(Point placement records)

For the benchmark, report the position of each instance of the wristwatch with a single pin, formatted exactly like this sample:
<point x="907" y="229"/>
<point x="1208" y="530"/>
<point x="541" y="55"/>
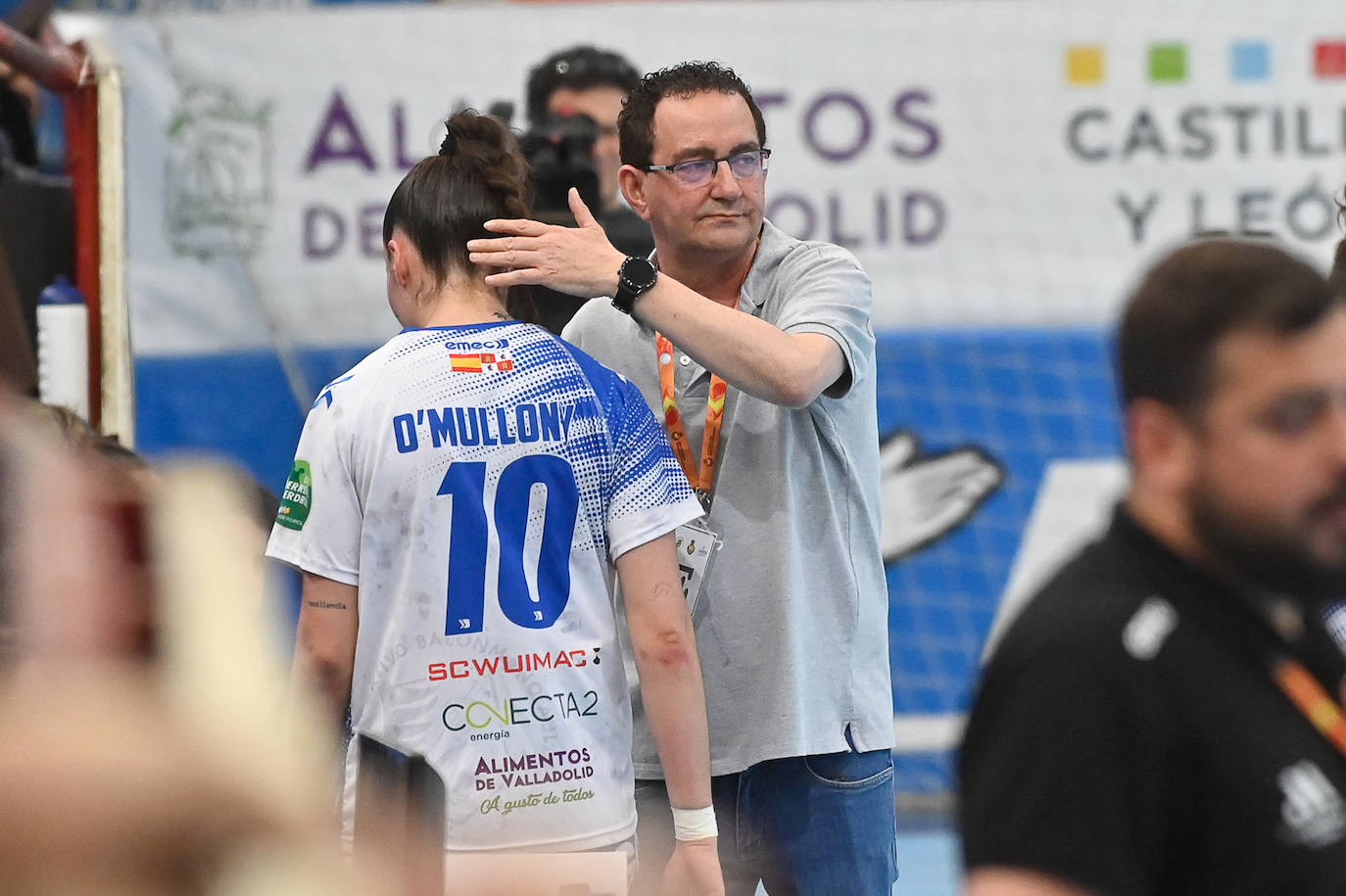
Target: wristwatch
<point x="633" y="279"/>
...
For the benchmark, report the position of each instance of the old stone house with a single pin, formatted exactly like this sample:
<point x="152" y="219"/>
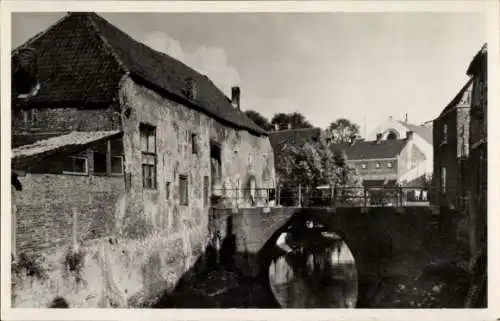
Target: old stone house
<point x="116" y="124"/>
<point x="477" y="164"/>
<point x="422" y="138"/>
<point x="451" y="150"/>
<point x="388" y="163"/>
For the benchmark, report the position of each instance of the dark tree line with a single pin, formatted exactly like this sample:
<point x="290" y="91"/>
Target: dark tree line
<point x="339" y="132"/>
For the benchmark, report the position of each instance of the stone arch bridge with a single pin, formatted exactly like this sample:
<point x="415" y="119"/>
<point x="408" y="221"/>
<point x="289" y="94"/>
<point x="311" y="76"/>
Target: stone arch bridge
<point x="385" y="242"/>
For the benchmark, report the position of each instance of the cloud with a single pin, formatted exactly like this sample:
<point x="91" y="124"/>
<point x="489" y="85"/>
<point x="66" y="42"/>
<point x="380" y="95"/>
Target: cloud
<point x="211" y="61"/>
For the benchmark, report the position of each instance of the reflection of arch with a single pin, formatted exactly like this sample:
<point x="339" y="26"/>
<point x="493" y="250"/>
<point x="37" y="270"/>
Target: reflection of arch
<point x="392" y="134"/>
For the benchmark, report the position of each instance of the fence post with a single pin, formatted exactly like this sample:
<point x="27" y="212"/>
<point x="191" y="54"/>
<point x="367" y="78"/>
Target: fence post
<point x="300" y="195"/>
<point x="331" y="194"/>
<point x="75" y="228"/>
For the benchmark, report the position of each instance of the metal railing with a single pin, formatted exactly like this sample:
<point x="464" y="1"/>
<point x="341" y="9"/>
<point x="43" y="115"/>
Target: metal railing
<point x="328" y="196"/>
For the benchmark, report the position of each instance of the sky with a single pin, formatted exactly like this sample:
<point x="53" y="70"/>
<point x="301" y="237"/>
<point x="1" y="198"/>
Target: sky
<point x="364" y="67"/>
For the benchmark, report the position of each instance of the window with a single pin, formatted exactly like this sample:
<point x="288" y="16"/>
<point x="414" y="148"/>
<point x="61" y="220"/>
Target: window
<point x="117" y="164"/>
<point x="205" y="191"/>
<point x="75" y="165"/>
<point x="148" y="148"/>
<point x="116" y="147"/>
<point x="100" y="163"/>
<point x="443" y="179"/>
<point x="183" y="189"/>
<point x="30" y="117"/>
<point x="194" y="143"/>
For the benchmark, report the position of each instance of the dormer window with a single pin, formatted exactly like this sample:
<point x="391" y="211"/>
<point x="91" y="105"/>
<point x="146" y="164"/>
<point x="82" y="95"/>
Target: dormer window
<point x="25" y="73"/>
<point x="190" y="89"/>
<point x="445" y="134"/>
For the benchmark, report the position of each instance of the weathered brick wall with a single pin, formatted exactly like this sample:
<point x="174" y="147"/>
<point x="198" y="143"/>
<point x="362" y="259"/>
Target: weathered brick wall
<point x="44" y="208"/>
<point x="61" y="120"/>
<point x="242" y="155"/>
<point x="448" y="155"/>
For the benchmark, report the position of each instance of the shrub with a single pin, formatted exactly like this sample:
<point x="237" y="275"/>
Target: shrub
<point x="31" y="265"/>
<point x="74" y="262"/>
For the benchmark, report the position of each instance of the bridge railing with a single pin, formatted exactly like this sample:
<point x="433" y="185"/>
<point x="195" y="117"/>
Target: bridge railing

What the task requires:
Rewrite the lines of the items above as a Markdown table with the columns Row and Line, from the line containing "of the window" down to the line containing "Target: bridge railing", both included. Number each line and leave out any blank lines.

Solution to this exercise:
| Row | Line |
|---|---|
| 1 | For the benchmark, report the position of each instance of the window with a single pin, formatted exactly like this sample: |
| 2 | <point x="288" y="16"/> |
| 3 | <point x="414" y="148"/> |
| 4 | <point x="61" y="220"/> |
| 5 | Target: window |
| 6 | <point x="117" y="164"/> |
| 7 | <point x="205" y="191"/> |
| 8 | <point x="75" y="165"/> |
| 9 | <point x="148" y="148"/> |
| 10 | <point x="116" y="147"/> |
| 11 | <point x="100" y="163"/> |
| 12 | <point x="443" y="179"/> |
| 13 | <point x="183" y="189"/> |
| 14 | <point x="30" y="117"/> |
| 15 | <point x="194" y="143"/> |
| 16 | For the benchmark, report the position of each instance of the dormer window with a single pin, formatted exactly like this sample: |
| 17 | <point x="391" y="211"/> |
| 18 | <point x="91" y="105"/> |
| 19 | <point x="146" y="164"/> |
| 20 | <point x="82" y="95"/> |
| 21 | Target: dormer window |
| 22 | <point x="25" y="73"/> |
| 23 | <point x="190" y="89"/> |
| 24 | <point x="445" y="134"/> |
| 25 | For the benchmark, report the position of each instance of the weathered brick wall with a single pin, formatted exactly like this sample: |
| 26 | <point x="174" y="147"/> |
| 27 | <point x="198" y="143"/> |
| 28 | <point x="362" y="259"/> |
| 29 | Target: weathered brick wall |
| 30 | <point x="44" y="208"/> |
| 31 | <point x="61" y="120"/> |
| 32 | <point x="242" y="155"/> |
| 33 | <point x="448" y="155"/> |
| 34 | For the benchmark, report the position of each instance of the shrub with a single pin, formatted exactly like this sample: |
| 35 | <point x="237" y="275"/> |
| 36 | Target: shrub |
| 37 | <point x="31" y="265"/> |
| 38 | <point x="74" y="262"/> |
| 39 | For the benchmark, report the position of each instance of the bridge railing with a single pin, formatted exactly like this sample: |
| 40 | <point x="433" y="185"/> |
| 41 | <point x="195" y="117"/> |
| 42 | Target: bridge railing |